BEGIN RECORDS SUPPLIED
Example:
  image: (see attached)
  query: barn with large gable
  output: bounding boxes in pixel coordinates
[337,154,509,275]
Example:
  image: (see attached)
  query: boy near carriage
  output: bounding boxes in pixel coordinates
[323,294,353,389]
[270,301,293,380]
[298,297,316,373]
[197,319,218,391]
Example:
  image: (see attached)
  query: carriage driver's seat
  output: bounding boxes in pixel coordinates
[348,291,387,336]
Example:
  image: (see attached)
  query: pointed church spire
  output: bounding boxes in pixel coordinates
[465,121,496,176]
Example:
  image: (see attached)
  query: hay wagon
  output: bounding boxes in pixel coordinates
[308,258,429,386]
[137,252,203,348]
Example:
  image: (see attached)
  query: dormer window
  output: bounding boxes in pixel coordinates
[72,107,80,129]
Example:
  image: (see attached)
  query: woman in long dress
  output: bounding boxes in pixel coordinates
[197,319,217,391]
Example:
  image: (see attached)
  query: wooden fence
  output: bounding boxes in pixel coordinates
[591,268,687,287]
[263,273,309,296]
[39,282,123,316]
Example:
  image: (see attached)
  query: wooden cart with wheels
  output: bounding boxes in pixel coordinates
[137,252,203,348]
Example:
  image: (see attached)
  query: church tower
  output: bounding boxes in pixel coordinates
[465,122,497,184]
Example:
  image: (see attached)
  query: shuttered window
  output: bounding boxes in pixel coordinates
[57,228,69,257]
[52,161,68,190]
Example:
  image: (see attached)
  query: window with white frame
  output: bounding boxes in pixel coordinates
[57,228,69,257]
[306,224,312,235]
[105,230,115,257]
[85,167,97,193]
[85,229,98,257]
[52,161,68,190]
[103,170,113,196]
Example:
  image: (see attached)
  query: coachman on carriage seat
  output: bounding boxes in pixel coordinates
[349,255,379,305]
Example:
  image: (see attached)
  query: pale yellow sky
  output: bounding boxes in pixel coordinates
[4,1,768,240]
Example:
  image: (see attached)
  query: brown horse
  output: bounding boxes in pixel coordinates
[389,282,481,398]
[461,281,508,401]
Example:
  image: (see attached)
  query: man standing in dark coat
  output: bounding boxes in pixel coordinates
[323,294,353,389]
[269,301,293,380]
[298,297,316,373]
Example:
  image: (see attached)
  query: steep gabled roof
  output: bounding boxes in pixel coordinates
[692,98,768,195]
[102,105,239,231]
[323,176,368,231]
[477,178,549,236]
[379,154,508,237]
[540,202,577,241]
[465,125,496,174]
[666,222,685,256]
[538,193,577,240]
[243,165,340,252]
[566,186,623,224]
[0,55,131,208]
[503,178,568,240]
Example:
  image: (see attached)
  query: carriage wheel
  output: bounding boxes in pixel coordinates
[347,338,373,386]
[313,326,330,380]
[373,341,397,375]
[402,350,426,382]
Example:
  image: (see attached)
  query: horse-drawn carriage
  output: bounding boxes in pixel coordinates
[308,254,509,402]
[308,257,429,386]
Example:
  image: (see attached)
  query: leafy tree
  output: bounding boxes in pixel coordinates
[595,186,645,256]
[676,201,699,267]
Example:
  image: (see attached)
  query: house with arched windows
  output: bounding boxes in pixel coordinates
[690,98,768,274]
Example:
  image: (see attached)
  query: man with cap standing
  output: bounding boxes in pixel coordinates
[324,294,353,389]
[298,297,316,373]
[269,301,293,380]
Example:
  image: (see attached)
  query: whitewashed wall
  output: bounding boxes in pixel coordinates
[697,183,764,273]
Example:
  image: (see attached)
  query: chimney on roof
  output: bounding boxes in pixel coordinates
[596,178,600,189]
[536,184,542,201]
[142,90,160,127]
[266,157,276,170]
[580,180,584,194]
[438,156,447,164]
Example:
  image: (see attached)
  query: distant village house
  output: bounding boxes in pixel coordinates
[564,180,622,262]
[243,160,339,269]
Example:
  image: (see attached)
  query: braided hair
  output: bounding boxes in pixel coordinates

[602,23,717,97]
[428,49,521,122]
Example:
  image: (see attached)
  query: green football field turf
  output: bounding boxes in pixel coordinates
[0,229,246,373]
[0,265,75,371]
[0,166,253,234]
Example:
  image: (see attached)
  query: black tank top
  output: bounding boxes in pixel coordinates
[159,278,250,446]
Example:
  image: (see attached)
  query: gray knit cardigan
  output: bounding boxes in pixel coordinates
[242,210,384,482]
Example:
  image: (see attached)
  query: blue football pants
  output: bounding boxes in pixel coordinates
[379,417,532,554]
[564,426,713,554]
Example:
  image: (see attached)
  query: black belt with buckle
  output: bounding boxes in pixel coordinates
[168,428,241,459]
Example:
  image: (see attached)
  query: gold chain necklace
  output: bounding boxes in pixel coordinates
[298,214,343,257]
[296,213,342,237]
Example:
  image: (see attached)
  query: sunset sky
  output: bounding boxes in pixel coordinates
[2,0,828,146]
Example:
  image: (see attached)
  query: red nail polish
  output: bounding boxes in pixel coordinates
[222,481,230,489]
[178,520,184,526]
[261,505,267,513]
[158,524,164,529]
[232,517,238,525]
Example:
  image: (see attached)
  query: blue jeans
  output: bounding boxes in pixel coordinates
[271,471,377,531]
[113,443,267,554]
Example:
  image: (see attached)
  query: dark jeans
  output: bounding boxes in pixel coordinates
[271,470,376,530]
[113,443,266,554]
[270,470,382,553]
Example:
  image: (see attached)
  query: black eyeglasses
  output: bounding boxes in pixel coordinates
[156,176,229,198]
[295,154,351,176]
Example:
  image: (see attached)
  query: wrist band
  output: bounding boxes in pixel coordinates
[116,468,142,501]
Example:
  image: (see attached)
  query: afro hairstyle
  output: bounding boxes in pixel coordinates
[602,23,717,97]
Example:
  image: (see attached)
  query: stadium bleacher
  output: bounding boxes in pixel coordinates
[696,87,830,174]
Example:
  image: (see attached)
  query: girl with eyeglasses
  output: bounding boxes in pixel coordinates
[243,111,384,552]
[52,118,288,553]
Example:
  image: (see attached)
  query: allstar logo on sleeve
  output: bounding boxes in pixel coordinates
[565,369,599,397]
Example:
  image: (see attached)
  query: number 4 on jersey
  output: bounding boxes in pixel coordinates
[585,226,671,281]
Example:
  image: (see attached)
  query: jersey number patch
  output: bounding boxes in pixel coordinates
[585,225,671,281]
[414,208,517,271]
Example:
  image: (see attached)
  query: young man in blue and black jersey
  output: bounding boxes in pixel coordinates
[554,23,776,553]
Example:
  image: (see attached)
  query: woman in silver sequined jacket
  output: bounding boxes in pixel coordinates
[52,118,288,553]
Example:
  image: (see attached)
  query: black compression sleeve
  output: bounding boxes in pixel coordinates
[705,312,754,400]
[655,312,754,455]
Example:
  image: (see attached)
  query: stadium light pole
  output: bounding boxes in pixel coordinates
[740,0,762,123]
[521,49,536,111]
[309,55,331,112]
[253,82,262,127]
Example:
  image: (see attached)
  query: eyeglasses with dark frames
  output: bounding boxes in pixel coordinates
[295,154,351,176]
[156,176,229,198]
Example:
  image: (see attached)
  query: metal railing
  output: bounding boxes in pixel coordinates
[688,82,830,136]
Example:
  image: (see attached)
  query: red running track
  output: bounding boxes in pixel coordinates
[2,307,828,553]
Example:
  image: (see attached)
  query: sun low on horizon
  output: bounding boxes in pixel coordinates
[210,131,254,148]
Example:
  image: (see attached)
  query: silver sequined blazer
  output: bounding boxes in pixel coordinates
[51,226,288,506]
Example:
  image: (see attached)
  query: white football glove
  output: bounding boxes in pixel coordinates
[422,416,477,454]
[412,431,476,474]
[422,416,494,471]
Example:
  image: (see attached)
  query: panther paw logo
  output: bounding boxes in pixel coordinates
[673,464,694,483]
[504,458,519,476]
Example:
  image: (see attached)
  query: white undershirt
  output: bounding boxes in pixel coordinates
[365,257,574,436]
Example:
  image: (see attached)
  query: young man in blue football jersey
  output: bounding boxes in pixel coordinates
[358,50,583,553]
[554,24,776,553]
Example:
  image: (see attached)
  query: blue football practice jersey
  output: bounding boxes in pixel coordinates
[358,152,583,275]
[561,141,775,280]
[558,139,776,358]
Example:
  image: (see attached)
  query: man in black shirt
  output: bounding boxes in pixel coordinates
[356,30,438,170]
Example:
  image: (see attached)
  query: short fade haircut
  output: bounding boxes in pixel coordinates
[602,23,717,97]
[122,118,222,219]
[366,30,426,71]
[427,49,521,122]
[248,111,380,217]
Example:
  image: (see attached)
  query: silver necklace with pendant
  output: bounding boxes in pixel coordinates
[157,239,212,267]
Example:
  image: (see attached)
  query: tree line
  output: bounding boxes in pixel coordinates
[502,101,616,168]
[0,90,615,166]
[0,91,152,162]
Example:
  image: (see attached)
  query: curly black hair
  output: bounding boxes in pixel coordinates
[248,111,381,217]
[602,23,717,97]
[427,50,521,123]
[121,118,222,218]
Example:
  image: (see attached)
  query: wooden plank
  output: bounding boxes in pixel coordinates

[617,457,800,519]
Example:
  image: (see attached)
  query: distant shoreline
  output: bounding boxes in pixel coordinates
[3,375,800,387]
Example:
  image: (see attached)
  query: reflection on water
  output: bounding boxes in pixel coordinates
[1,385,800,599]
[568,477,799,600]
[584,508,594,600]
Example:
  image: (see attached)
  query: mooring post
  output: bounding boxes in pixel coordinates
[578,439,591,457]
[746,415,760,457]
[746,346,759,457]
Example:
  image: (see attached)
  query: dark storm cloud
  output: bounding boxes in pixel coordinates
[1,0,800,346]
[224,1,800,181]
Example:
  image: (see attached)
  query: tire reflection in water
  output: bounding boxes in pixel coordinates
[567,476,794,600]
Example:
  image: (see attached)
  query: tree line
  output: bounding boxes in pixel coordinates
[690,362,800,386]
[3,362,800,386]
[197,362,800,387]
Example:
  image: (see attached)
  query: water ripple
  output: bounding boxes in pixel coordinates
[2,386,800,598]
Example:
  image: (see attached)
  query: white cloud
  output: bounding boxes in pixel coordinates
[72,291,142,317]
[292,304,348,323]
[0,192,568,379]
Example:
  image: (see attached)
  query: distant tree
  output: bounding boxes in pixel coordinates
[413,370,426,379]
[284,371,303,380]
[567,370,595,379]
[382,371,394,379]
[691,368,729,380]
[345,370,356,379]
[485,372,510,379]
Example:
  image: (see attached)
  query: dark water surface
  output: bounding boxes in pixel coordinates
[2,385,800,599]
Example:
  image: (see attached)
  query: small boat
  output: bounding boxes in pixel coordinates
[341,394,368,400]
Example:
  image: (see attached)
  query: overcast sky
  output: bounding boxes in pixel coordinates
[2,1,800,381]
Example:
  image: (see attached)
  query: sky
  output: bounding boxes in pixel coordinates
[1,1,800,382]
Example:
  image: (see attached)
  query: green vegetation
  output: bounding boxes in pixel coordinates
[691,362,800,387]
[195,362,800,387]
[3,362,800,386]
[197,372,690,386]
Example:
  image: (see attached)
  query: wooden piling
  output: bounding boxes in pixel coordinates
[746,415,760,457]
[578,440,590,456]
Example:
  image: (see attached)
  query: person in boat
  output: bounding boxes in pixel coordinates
END RECORDS SUPPLIED
EXERCISE DESCRIPTION
Exactly those lines that run from the start of the listing to the line containing "query: dormer window" should be output, and no others.

REPLY
Example:
  image: (see attached)
  query: barn with large gable
  output: bounding boxes in pixel coordinates
[337,154,509,275]
Example:
  image: (see attached)
  query: boy near carriage
  output: bounding boxes in pixel coordinates
[323,294,353,389]
[270,301,293,380]
[298,297,316,373]
[197,319,218,391]
Example:
  image: (see attached)
  query: carriage driver's seat
  output: bounding boxes in pixel coordinates
[348,291,387,336]
Example:
  image: (see attached)
  query: pointed church spire
  output: bounding boxes in pixel coordinates
[465,121,496,176]
Example:
  image: (see attached)
  query: hay wagon
  output: bounding boxes in pixel coordinates
[308,258,429,386]
[137,252,203,348]
Example:
  image: (see attached)
  query: dormer window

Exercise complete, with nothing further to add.